◆ **TRECHO DA PÁGINA**:
----
Entre várias outras práticas,
passou a ser comum, já naquele tempo, um modo de produzir bem parecido com a rede de empresas de hoje. O capitalista
– que não tinha ainda sua fábrica – despejava matéria prima (em geral, tecidos)
nos lares camponeses, e depois os recolhia, prontos para ser tingidos e depois
vendidos.
É claro que, muitas vezes, o que
havia era verdadeiro trabalho a domicílio, com todos os pressupostos que hoje
vemos na relação de emprego. Ainda assim, nem sempre isso ocorria, e a
organização geral, como dizíamos, era bem próxima à da atual produção em
cadeia. No mínimo, podemos ver, já
naquela época, uma forma embrionária de terceirização externa.
Pouco a pouco, no entanto, esse
modo de produzir foi-se tornando incompatível com o mercado nascente - e que se fazia cada vez mais exigente. Era difícil racionalizar aquela espécie de fábrica difusa(3), cujos trabalhadores
se dispersavam em grandes áreas, mal servidas por estradas, e escondiam os
gestos de trabalho entre as quatro paredes de suas casas. Além disso, não
estavam habituados a horários, nem seguiam outras formas de comando, O resultado é que nem sempre entregavam o
produto a tempo e a hora, com a qualidade desejada, e não raras vezes desviavam ou surrupiavam
matéria prima, compensando desse modo os seus salários de fome.
Foi por isso – ou também por isso – que o capitalista,
tempos depois, organizou sua fábrica –
já agora uma fábrica inteira, verdadeira, de cimento e tijolos. Ali, entre aquelas
novas paredes – que eram de propriedade dele, não dos operários - ele podia muito mais facilmente disciplinar
os corpos (4) e
racionalizar a produção. Quem passava pela porta de entrada deixava com o
porteiro uma boa fatia de liberdade.
No início, o capitalista procurou
os rios – às vezes fora das cidades – para aproveitar a força motriz das águas.
Ele próprio morava ali, como um novo senhor do castelo, e as relações com os
trabalhadores conservavam, em regra, os mesmos
traços paternalistas do passado.
Além disso, como era ainda
difícil contratar, selecionar e dirigir o pessoal, ele recorria com frequência
a intermediários – os gatos de hoje -
que arrebanhavam não só camponeses e artesãos,
mas crianças (que podiam ser os seus próprios filhos), mães solteiras, mendigos
e desocupados de toda espécie. Em geral, esse mesmo intermediário chefiava o seu
grupo, como uma espécie de capataz. Era uma forma – também rude – de
terceirização interna.
Com o tempo, também isso mudou. O
empresário foi-se tornando mais organizado, mais profissional, e se pôs ele mesmo a escolher, treinar e comandar
o seu pessoal. . Ao fazê-lo, também atendia às exigências crescentes do
mercado, pois radicalizava o
disciplinamento e com isso aumentava não só a produtividade e a qualidade do
produto como a extração de sua mais-valia.
----
◆ **TAREFA PROPOSTA 1**:
No trecho sobre as origens da terceirização, a quem o capitalista recorria com frequência por ser ainda difícil contratar, selecionar e dirigir o pessoal?
◆ **TAREFA PROPOSTA 2**:
Prossiga com o trecho sobre as origens da terceirização a partir de sua última frase.
----
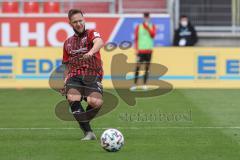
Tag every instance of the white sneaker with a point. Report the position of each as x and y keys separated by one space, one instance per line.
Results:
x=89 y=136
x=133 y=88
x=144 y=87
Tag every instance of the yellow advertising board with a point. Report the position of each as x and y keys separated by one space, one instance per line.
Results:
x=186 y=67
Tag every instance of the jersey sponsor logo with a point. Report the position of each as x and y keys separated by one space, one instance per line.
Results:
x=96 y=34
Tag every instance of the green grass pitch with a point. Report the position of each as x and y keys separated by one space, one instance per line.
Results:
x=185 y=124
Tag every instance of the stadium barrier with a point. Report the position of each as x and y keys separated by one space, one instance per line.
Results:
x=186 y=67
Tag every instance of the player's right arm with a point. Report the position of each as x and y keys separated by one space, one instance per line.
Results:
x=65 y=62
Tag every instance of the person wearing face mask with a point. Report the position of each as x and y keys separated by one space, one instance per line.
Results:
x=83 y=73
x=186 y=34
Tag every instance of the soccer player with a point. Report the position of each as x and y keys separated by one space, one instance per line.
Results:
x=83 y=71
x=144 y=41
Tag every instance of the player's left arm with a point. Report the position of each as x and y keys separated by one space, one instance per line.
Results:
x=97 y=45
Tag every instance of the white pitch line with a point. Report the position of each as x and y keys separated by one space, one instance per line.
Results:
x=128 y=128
----
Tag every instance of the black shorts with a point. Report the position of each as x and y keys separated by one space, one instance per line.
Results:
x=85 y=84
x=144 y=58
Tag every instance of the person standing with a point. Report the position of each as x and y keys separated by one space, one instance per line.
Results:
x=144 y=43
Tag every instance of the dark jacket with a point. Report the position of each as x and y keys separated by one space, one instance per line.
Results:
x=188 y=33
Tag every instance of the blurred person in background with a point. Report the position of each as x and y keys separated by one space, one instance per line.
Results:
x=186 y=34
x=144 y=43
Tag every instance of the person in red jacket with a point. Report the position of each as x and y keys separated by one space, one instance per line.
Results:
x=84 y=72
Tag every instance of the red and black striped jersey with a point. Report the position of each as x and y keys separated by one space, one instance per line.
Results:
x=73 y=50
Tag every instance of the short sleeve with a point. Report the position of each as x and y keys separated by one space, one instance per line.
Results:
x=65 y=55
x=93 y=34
----
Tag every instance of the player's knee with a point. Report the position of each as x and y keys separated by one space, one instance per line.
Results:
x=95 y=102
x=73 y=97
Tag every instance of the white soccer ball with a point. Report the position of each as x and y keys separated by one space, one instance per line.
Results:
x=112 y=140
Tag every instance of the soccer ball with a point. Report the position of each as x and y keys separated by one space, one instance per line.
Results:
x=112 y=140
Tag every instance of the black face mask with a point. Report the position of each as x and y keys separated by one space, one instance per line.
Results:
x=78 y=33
----
◆ **RESPOSTA DO EXERCÍCIO 1**:
A intermediários, os "gatos de hoje", que arrebanhavam os trabalhadores e costumavam chefiar o próprio grupo como uma espécie de capataz.

◆ **RESPOSTA DO EXERCÍCIO 2**:
Acontece que a fábrica, criada assim, gerou uma contradição inesperada. Ao juntar os
trabalhadores num mesmo local, acabou fazendo com que eles se vissem melhor,
como num espelho, partilhando emoções e aprendendo a conspirar.
E a consequência foram as greves,
o sindicato e – em última análise – o próprio Direito do Trabalho. Não fosse
aquela contradição, ele dificilmente teria nascido como nasceu, mesmo se levarmos em conta sua utilidade para
o próprio sistema. Aliás, o sistema não
precisaria dele - ou tanto dele - como de fato precisou.
Naquele tempo, a contradição
criada pela fábrica parecia invencível. Afinal, era preciso reunir para produzir, e o ato de reunir os corpos tinha como efeito unir corações e mentes. Com o passar do
tempo, porém, o sistema foi inventando vários
modos de reduzi-la, fosse influindo –
ideologicamente - naqueles mesmos
corações e mentes, fosse cooptando o próprio sindicato, ou cedendo os anéis para não perder os dedos.
Hoje, a tecnologia (5) permite
ressuscitar as duas formas de terceirização – e superar, desse modo, a
contradição que a fábrica criara. Em
outras palavras, já é possível produzir
sem reunir, sem os inconvenientes de antes. E, mesmo quando reune (fisicamente) a fábrica
consegue desunir (subjetivamente), opondo
terceirizados a não terceirizados, na medida em que uns e outros ora se
invejam, ora se temem, dependendo da posição que eventualmente ocupam. Assim, as duas formas de terceirizar se
completam.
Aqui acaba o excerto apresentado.